MATERIAL FOR THIS TASK:
■ ■ ■ ■ ■ ■ ■

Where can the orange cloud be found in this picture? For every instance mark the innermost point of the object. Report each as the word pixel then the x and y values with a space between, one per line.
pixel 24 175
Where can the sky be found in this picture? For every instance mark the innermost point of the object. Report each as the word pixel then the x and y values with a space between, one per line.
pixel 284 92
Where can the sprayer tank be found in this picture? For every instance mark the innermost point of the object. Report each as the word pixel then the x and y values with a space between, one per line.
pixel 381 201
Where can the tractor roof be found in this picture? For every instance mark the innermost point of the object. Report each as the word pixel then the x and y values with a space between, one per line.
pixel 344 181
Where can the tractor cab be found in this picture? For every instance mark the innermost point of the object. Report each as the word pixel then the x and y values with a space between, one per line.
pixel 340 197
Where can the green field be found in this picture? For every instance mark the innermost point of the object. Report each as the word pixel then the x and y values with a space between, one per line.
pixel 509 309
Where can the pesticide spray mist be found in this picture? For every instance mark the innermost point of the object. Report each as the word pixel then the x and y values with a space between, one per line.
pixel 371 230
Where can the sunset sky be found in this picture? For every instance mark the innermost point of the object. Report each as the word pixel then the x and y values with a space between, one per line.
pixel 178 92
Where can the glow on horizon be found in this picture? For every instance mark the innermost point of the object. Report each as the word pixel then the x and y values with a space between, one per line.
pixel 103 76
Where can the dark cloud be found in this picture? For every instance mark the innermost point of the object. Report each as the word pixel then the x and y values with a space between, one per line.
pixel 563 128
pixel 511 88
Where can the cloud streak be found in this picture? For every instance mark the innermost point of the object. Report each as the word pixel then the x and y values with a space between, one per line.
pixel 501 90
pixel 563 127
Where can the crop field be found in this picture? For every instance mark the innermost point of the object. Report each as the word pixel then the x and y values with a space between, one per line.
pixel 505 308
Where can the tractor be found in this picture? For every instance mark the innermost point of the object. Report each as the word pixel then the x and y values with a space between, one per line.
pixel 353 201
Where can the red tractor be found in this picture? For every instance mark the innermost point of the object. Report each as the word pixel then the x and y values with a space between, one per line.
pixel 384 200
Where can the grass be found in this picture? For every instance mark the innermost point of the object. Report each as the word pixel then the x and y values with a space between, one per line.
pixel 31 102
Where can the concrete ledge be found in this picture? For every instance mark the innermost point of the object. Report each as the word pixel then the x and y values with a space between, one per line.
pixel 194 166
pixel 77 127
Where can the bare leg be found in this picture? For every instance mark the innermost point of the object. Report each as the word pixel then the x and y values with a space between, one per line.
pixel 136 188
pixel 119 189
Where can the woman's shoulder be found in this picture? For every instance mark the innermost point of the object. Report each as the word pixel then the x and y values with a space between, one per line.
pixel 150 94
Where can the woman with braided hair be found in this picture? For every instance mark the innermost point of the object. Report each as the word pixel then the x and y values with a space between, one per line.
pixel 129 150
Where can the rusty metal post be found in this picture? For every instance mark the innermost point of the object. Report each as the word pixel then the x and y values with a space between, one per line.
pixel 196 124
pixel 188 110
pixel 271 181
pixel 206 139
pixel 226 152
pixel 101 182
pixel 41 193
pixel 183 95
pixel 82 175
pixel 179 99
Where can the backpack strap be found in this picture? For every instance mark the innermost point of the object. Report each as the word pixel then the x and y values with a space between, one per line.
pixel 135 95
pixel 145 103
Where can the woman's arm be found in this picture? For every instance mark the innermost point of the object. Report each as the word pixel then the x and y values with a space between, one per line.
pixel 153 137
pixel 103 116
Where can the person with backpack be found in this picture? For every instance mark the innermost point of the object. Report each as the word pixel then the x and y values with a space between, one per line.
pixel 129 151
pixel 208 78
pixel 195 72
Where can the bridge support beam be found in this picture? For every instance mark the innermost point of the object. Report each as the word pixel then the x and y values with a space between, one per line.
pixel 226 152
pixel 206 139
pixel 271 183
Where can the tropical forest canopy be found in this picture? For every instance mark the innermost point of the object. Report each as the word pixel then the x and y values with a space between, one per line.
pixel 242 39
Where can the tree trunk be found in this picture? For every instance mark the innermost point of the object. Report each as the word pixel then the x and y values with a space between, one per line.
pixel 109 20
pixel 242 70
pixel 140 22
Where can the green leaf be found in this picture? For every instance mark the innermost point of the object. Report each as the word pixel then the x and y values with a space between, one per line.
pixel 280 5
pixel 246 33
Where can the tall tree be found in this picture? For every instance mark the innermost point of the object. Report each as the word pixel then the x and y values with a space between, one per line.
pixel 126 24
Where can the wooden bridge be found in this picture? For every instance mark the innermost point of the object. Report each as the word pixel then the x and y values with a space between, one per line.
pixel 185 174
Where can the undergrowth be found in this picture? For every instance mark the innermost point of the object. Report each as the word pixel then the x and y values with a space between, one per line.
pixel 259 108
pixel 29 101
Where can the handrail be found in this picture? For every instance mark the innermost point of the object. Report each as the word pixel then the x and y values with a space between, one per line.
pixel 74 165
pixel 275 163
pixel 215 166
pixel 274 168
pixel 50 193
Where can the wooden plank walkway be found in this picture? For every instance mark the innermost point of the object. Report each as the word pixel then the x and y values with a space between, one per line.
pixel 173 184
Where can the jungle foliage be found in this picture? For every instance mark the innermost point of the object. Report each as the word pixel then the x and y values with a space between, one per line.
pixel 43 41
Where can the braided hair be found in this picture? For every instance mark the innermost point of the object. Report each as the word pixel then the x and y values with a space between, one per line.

■ ■ ■ ■ ■ ■ ■

Write out, word for word, the opening lines of the entries, starting with the first line and stopping after the line that contains "pixel 284 92".

TASK RESPONSE:
Where can the orange cloud be found in this picture? For every instance mark the innermost point of the object. Report each as the word pixel then the x and y values with a space between, one per line.
pixel 24 175
Where can the sky be found in this picture? For every instance mark the innermost point of the object. Report each as the word pixel then the x and y values with a space between, one per line.
pixel 284 92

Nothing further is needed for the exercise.